:: Work required ::
The records that follow are to be given again exactly. Do not carry over any image.

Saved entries
___

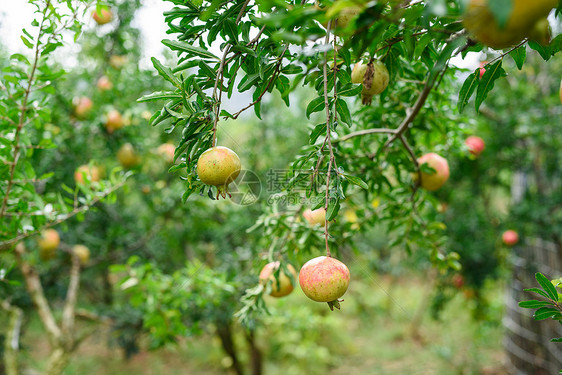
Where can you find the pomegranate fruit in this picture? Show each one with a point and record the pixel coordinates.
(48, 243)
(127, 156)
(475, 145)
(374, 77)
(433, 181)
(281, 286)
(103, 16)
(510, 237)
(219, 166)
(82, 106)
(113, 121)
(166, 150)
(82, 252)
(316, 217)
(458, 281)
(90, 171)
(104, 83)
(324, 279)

___

:: Response to the task ::
Where can you find the pomegranate fruit in this picture? Show each one with a point and record the pixel coordinates.
(48, 243)
(127, 156)
(475, 145)
(374, 77)
(433, 181)
(281, 286)
(103, 16)
(510, 237)
(219, 166)
(82, 106)
(113, 121)
(166, 150)
(82, 252)
(316, 217)
(458, 281)
(90, 171)
(104, 83)
(324, 279)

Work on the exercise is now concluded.